Termux — The Phone Is The Computer

 · Gifted

I do not own a laptop. Everything I build — agents, portfolio trackers, blog pipelines, cron jobs — runs from a phone. Not a "phone as a thin client" setup. The phone is the computer.

The tool that makes this possible is Termux.

What Termux Is

Termux is a Linux terminal emulator for Android. Not a VM. Not a chroot running in the background. It gives you a real shell, a real package manager (apt), and a real filesystem — all running directly on the Android kernel.

No root required. No USB debugging. No developer mode. Install from F-Droid, open the app, and you have a Debian-like environment in your pocket.

That is the pitch. The reality is even better.

Exercise requirements
Please continue the Termux piece above, starting right after its last line.

Data section
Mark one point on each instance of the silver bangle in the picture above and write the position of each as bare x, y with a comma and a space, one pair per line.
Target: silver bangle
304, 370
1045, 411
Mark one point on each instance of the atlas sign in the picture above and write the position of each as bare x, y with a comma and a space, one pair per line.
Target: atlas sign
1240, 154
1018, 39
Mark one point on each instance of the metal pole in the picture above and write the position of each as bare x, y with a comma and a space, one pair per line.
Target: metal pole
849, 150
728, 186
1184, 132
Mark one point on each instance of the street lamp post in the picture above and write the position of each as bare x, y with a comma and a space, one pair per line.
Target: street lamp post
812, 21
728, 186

--

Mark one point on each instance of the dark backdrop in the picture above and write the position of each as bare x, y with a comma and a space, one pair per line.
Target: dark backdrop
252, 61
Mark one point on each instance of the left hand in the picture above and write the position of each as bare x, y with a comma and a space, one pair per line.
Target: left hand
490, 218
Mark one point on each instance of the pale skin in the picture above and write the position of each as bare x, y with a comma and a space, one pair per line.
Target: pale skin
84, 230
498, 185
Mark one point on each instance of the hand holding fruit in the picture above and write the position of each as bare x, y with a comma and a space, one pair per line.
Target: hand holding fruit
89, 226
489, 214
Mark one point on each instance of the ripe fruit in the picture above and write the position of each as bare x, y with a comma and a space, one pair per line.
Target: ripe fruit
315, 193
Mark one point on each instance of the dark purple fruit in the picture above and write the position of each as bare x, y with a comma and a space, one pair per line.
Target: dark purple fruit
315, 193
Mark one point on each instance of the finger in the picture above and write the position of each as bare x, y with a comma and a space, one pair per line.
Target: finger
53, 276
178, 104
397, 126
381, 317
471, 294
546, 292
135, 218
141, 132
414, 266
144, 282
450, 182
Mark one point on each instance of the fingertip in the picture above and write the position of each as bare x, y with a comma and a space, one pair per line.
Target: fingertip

* * *

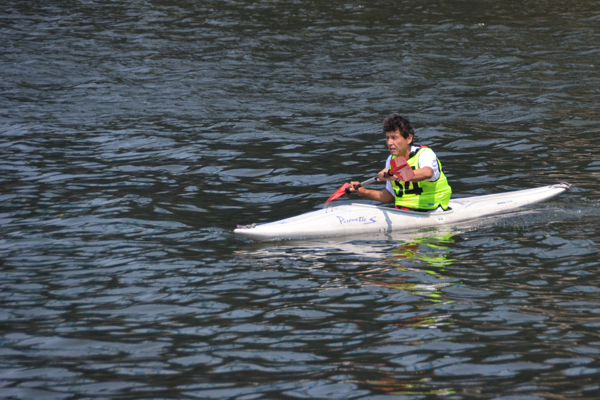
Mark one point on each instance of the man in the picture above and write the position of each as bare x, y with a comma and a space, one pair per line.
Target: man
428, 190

Answer to this problem
What I Run on It

My daily stack looks like this:

  • Hermes Agent — my personal AI agent, serving a WebUI and Telegram bot
  • OmniRoute — routing Claude Sonnet 4.5 through free API tiers
  • ngx-portfolio — a CLI and MCP server tracking my NGX stock portfolio
  • Cron jobs — daily backups, price refreshes, document organization
  • Python tooling — managed entirely through uv with UV_LINK_MODE=copy
  • Git — pushing to private GitHub repos over SSH

All of this runs on a device I bought for NGN 85,000.

The Setup That Matters

Termux out of the box is bare. The magic is in the configuration.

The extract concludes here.